**TASK INSTRUCTIONS**
Rescale the rows below by repeating every line, requests included, with each x and y coordinate in the answers multiplied by 2.6 and rounded to the nearest whole number, halves rounded up. Leave the pictures out of your output.

**EXERCISE INPUTS**
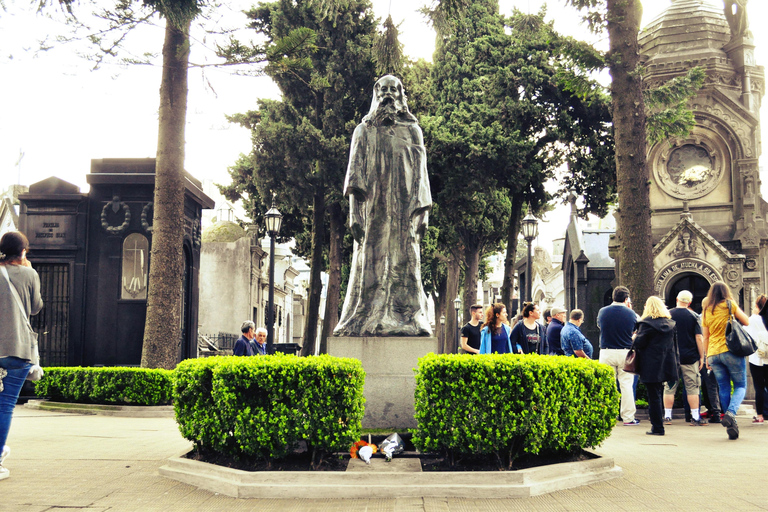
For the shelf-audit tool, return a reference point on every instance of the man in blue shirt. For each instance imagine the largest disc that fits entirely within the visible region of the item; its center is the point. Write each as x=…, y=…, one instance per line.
x=243, y=344
x=617, y=324
x=553, y=331
x=574, y=343
x=259, y=343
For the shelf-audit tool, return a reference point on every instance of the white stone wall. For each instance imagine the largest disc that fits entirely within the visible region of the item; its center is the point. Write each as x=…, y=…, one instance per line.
x=225, y=294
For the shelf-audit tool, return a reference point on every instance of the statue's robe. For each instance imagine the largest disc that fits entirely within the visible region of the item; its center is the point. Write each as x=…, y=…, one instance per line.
x=388, y=188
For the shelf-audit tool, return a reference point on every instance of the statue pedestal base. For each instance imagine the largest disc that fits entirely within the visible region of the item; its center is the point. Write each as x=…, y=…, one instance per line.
x=390, y=380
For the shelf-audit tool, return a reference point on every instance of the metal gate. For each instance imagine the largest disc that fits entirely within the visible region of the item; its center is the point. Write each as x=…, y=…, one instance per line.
x=52, y=323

**OUTPUT BELOW**
For the shelf-audit tool, return a reference point on every instance of the man in blue shirt. For each instance imagine the largest disc that fits entirely within the visible region of the item; its center is the point. Write each as x=…, y=…, one instance per line.
x=632, y=894
x=1604, y=842
x=1438, y=861
x=1492, y=892
x=673, y=892
For the shelf-audit tool, return a reference point on every instance of the white stone wall. For each instance imagine the largest disc that fits entirely within the visible region of the item; its center is the point. Write each as x=…, y=…, one instance per line.
x=585, y=764
For the shelf-audit tool, return a reference point on every instance of the statue's robe. For each instance imagine the largest disc that fits entirely within the visible region of the item; its center is the point. Write each as x=…, y=…, one instance per line.
x=1009, y=489
For the shelf-audit tool, return a reference point on every instance of the statue pedestal base. For each instance imagine the largest disc that fits entirely within the visible region of the item; its center is the point. Write each as x=…, y=…, one instance per line.
x=1014, y=988
For the shelf-audit tool, return a reference point on every instance of the metal gate. For each instance imagine the largest disc that fits entirely within the visible region of the item; its center is the point. Write each as x=…, y=…, one instance per line.
x=135, y=840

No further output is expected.